**SUPPLIED MATERIAL**
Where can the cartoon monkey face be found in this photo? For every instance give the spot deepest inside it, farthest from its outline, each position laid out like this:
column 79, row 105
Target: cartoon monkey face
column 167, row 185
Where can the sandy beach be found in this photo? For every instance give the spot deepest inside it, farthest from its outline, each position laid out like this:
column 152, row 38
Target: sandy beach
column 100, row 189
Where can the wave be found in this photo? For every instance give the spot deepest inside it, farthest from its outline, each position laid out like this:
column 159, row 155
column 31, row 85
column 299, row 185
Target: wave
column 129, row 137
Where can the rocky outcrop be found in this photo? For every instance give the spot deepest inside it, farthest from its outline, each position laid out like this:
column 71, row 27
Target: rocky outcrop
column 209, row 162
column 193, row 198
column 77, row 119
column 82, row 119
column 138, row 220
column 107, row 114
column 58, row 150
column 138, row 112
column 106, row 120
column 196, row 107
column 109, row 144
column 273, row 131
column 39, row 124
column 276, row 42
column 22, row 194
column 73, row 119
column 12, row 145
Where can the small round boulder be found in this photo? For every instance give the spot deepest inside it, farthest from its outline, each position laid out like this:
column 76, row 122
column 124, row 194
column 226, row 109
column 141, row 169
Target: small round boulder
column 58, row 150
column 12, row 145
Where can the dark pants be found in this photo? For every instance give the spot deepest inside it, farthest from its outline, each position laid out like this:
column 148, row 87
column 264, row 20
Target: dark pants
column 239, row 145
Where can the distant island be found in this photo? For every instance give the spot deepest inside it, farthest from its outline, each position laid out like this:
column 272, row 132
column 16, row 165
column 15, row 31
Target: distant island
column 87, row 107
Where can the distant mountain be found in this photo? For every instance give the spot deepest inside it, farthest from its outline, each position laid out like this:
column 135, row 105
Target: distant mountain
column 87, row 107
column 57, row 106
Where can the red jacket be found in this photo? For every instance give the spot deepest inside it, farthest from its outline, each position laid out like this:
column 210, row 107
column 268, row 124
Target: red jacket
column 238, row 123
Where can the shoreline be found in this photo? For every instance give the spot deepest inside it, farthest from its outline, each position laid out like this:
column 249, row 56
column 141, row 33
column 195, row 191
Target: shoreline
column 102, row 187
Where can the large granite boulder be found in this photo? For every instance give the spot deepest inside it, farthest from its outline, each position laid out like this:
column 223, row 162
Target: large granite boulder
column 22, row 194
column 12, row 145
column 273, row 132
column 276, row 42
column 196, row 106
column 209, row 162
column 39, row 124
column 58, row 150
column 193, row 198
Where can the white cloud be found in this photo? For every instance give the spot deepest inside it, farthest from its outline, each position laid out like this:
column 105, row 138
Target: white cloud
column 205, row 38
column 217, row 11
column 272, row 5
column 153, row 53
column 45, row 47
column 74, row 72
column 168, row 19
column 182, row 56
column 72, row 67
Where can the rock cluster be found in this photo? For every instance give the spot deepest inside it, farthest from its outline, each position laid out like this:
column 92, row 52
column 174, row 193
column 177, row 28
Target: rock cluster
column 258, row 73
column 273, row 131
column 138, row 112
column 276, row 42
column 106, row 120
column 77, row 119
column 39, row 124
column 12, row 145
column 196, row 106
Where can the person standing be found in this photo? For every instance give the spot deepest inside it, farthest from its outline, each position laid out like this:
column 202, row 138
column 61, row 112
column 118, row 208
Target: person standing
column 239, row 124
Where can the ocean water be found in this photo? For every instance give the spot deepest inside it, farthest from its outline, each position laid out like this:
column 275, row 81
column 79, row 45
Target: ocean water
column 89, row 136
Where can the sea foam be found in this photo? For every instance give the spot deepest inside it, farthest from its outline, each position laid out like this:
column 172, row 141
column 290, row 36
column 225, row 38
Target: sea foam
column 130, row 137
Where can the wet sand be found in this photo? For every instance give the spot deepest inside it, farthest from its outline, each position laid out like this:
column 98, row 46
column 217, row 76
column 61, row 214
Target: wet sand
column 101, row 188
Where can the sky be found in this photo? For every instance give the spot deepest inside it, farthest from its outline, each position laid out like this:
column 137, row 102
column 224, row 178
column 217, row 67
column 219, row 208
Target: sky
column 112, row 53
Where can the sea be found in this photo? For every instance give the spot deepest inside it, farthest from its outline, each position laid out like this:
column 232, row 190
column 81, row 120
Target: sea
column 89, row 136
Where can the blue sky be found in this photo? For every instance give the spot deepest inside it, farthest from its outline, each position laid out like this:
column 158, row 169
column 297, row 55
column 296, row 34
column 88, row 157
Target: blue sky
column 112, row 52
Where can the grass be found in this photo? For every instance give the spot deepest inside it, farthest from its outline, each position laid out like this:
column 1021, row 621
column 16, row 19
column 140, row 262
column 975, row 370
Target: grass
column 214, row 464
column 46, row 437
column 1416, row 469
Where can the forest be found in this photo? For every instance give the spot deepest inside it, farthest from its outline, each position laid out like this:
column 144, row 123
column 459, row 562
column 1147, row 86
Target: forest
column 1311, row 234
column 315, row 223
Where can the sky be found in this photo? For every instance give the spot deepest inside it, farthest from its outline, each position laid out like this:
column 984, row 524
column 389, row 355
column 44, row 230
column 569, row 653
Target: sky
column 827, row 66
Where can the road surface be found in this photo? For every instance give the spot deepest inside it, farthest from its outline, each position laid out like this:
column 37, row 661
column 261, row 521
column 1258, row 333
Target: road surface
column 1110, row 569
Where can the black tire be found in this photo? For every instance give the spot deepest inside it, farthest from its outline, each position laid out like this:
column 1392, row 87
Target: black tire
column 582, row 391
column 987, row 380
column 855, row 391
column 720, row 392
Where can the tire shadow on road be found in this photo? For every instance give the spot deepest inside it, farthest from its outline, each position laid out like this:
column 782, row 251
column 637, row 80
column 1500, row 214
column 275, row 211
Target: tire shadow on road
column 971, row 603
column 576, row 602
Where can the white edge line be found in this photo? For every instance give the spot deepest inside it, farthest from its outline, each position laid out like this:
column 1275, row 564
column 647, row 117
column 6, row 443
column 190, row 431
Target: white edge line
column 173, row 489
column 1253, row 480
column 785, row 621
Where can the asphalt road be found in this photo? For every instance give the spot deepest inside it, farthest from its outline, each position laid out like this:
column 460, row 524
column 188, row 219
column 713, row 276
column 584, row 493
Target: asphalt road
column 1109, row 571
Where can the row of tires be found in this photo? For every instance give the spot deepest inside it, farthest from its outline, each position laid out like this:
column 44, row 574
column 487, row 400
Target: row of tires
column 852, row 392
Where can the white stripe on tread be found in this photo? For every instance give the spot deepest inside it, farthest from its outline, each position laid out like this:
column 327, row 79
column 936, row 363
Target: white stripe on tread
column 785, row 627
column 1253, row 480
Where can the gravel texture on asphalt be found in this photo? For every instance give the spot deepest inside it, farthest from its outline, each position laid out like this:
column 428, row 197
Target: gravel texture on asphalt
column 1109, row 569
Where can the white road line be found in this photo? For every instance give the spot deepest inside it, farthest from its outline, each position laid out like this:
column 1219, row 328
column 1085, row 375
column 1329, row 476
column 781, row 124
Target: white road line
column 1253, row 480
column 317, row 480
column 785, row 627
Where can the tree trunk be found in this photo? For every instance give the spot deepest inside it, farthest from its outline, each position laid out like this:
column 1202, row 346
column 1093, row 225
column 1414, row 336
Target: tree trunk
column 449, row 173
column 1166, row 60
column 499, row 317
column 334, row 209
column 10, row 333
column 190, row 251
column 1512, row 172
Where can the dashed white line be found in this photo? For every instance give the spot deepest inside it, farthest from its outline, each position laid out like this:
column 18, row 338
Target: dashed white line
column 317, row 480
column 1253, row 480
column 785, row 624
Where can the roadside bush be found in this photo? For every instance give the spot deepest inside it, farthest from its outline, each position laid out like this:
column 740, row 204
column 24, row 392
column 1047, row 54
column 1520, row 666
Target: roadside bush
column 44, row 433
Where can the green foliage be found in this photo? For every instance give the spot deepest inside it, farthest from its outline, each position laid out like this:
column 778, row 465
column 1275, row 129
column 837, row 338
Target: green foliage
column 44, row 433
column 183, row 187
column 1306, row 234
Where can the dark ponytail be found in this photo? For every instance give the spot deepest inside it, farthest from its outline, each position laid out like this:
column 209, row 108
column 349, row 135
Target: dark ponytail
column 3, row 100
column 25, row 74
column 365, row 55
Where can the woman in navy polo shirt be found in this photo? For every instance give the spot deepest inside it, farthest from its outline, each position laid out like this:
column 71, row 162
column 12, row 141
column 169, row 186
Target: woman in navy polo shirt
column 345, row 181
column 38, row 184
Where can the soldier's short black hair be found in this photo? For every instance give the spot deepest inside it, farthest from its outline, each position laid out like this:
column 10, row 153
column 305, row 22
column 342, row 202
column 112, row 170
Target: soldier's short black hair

**DIRECTIONS FOR THIS TASK**
Reproduce everything from the line containing "Where can the wet" down to the line containing "column 827, row 66", with "Target" swapped for "Label" throughout and nothing else altered.

**EXPECTED ANSWER**
Where can the wet sand be found in this photo? For every instance give the spot deepest inside it, farthest from its outline, each position laid out like this:
column 98, row 46
column 217, row 76
column 61, row 214
Label: wet sand
column 101, row 188
Where can the sky be found in this photo? For every instance give the spot deepest inside it, farthest from its outline, each position laid out like this:
column 137, row 102
column 224, row 178
column 217, row 67
column 219, row 208
Label: sky
column 112, row 53
Where can the sea be found in this photo? For every instance give the spot deepest inside it, farthest from its outline, each position laid out like this:
column 232, row 190
column 81, row 120
Label: sea
column 89, row 136
Where can the blue sky be found in this photo? For every instance give the spot deepest inside it, farthest from its outline, each position laid out like this:
column 158, row 169
column 297, row 55
column 296, row 34
column 88, row 157
Label: blue sky
column 112, row 52
Where can the grass be found in this photo? For every instance give the spot deepest inside it, farthest from its outline, each position laid out like this:
column 1021, row 621
column 16, row 19
column 140, row 262
column 975, row 370
Label: grass
column 214, row 464
column 46, row 437
column 1416, row 469
Where can the forest be found in this photo? For every instance give the spot deepest inside it, farthest from its outline, each position laid out like this:
column 144, row 123
column 459, row 562
column 1147, row 86
Label: forest
column 1311, row 234
column 315, row 223
Where can the sky be found in this photo? For every instance give the spot deepest inside it, farthest from its outline, each position laid out like this:
column 984, row 524
column 389, row 355
column 44, row 230
column 569, row 653
Label: sky
column 827, row 66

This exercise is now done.